The FTC said it is “tracking recent developments at Twitter with deep concern.”

Three of Twitter's top security, safety and privacy executives have resigned, moves that add to what had already been a chaotic two-week run since Elon Musk took control of the company.

Twitter’s chief information security officer and chief compliance officer resigned late Wednesday as the company started implementing changes that would allow users to more easily impersonate major brands and government officials.

The departures came just hours before Musk sent his first email to Twitter employees, titled “difficult times ahead” and implementing a mandatory return-to-work policy.

Later Thursday, Twitter's head of trust and safety, Yoel Roth, also resigned, according to a person familiar with the situation who requested to remain nameless as they were not authorized to speak about internal company matters.

Roth had emerged since Musk's acquisition as a leading voice at the company about its ongoing moderation efforts and work to limit an uptick in hate speech. Musk publicly vouched for Roth multiple times in recent weeks.

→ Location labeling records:
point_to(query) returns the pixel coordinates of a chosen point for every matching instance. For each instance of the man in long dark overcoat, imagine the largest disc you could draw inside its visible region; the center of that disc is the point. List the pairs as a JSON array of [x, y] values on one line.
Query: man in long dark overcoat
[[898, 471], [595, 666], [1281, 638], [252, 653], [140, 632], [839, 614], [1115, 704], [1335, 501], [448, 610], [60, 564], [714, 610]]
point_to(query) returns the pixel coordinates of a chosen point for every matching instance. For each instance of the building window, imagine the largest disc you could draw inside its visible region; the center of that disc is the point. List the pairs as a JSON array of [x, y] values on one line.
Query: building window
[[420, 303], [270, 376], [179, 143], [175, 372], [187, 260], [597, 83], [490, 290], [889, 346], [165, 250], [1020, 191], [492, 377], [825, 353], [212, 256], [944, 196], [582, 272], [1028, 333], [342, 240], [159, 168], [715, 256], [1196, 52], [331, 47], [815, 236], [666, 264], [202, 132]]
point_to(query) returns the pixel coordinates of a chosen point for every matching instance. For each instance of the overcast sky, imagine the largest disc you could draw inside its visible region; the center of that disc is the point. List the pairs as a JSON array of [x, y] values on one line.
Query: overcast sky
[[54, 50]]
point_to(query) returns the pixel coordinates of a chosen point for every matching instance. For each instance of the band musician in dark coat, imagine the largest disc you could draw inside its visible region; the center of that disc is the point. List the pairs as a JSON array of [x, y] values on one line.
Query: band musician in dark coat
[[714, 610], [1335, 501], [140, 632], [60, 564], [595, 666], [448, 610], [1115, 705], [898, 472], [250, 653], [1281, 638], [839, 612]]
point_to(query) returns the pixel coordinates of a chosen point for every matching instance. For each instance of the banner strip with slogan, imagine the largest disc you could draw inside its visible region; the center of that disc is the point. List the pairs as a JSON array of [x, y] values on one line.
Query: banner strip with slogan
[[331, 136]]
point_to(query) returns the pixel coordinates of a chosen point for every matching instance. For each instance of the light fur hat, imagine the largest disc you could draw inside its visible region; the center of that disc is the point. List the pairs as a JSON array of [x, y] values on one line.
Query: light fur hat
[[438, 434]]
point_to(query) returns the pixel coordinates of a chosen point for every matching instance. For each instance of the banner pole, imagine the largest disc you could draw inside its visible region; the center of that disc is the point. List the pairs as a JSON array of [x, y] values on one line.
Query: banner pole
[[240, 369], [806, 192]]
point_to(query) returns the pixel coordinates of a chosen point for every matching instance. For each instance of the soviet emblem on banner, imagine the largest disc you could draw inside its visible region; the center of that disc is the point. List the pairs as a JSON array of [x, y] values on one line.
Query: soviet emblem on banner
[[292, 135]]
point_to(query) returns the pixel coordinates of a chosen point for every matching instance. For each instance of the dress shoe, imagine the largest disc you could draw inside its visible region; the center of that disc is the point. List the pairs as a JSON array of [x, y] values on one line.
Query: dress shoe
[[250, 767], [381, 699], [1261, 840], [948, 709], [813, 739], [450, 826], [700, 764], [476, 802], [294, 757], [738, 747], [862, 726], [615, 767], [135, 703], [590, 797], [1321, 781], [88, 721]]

→ AIM: Copy out the news excerpt about the Twitter executive resignations above, word for word and in full.

→ WORKED SOLUTION:
The FTC said it is “tracking recent developments at Twitter with deep concern.”

Three of Twitter's top security, safety and privacy executives have resigned, moves that add to what had already been a chaotic two-week run since Elon Musk took control of the company.

Twitter’s chief information security officer and chief compliance officer resigned late Wednesday as the company started implementing changes that would allow users to more easily impersonate major brands and government officials.

The departures came just hours before Musk sent his first email to Twitter employees, titled “difficult times ahead” and implementing a mandatory return-to-work policy.

Later Thursday, Twitter's head of trust and safety, Yoel Roth, also resigned, according to a person familiar with the situation who requested to remain nameless as they were not authorized to speak about internal company matters.

Roth had emerged since Musk's acquisition as a leading voice at the company about its ongoing moderation efforts and work to limit an uptick in hate speech. Musk publicly vouched for Roth multiple times in recent weeks.